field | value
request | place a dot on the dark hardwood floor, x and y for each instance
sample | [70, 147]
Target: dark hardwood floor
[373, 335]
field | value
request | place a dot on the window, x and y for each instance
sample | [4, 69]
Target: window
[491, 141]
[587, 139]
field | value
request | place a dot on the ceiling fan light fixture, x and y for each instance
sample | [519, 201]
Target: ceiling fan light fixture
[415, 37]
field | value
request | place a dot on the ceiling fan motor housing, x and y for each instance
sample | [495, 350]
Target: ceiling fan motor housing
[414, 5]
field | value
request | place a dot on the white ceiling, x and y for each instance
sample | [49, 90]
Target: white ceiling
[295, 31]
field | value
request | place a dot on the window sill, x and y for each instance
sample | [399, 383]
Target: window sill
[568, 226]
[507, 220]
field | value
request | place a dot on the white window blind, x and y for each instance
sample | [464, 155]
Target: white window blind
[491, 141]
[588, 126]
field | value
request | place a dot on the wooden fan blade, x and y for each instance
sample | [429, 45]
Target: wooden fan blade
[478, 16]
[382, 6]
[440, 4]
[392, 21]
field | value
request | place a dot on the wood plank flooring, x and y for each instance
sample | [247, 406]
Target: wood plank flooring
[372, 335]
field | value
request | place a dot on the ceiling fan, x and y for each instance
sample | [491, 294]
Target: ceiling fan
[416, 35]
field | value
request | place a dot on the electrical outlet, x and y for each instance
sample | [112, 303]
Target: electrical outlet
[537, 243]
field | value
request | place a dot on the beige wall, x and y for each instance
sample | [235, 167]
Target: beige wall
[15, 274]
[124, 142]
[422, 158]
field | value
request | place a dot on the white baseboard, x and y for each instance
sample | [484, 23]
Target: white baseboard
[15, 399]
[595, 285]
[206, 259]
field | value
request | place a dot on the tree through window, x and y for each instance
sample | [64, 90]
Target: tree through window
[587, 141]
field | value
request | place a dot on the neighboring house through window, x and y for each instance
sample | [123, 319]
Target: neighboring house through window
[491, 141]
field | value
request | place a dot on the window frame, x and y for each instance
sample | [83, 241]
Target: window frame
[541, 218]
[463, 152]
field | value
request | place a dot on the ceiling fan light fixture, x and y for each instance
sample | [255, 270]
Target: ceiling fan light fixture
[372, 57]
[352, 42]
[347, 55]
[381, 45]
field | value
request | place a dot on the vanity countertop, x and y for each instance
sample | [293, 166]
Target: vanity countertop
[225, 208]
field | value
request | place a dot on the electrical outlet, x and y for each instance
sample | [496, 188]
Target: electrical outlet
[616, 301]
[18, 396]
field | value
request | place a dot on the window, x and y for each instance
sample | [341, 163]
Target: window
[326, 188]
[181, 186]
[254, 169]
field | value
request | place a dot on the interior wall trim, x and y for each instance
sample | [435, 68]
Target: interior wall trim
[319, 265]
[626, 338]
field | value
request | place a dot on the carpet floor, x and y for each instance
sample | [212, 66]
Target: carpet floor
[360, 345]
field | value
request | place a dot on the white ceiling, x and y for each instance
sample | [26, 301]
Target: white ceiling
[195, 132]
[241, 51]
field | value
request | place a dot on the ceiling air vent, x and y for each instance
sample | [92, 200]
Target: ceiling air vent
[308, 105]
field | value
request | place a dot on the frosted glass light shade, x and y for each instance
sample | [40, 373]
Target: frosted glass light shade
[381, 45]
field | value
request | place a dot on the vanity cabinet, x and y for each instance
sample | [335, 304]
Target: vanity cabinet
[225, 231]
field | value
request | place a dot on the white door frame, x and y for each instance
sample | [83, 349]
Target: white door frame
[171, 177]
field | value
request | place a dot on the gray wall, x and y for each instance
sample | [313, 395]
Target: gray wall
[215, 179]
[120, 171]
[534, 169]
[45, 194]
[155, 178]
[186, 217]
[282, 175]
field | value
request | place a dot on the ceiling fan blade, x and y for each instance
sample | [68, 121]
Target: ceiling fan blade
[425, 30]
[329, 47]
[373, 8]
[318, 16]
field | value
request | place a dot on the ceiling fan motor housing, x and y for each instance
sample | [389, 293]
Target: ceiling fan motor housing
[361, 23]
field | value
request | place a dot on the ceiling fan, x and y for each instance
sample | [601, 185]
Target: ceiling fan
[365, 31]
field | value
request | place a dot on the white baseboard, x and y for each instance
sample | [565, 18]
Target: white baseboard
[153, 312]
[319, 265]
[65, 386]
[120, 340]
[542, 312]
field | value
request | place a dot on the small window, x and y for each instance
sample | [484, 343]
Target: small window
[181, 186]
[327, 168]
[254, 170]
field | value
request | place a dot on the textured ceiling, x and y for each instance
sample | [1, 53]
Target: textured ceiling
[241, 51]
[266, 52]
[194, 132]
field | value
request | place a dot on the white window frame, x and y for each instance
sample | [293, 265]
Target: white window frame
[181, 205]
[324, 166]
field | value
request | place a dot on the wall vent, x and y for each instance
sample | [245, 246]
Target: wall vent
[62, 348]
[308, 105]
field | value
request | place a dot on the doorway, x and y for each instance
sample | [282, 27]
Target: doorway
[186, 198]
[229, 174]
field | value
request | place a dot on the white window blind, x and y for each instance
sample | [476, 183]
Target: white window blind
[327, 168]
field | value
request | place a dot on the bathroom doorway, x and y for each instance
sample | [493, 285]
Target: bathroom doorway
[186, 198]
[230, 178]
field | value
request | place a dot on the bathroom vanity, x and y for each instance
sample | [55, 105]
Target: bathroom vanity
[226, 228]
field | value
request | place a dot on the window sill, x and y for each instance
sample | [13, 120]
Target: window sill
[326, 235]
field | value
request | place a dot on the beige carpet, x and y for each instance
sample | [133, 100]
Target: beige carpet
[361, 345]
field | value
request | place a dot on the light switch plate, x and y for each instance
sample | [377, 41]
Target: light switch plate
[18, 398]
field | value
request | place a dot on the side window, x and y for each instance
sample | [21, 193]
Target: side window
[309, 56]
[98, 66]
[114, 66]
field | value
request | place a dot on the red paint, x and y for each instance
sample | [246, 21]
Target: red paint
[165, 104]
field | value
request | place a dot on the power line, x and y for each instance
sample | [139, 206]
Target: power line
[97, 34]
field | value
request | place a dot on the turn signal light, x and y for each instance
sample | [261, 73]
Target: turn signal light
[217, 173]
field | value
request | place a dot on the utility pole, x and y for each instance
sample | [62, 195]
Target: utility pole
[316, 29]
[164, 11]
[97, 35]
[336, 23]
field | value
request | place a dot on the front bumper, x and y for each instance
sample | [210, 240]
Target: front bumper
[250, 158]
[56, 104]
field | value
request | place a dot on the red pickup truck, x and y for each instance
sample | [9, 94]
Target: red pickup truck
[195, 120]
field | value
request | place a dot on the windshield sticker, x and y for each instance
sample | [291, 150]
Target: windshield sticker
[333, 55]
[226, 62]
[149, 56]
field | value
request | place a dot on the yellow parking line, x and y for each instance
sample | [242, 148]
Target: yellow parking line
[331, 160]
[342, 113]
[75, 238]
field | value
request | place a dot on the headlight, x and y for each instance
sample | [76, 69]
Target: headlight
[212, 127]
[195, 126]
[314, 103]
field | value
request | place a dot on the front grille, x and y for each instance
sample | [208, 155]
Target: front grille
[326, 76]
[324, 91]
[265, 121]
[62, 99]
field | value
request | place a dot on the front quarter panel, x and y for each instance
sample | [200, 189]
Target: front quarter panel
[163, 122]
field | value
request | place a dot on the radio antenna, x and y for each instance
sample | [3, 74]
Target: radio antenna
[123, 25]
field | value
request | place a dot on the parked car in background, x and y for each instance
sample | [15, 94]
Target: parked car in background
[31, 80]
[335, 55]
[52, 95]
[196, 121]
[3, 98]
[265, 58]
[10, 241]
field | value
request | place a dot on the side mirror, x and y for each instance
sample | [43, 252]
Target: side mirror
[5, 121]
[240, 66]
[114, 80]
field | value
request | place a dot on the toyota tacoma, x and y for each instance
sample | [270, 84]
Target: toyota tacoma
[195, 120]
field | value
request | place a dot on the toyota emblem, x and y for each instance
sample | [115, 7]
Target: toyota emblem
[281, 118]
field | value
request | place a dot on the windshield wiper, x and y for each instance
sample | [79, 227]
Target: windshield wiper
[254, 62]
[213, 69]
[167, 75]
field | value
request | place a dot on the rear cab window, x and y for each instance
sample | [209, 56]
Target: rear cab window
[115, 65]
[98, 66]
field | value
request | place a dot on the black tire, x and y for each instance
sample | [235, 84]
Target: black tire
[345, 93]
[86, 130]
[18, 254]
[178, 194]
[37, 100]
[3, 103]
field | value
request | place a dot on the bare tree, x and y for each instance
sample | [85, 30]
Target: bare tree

# [Goal]
Please count the lines in the data above that contain the word "yellow", and reply with only that number.

# [Answer to this problem]
2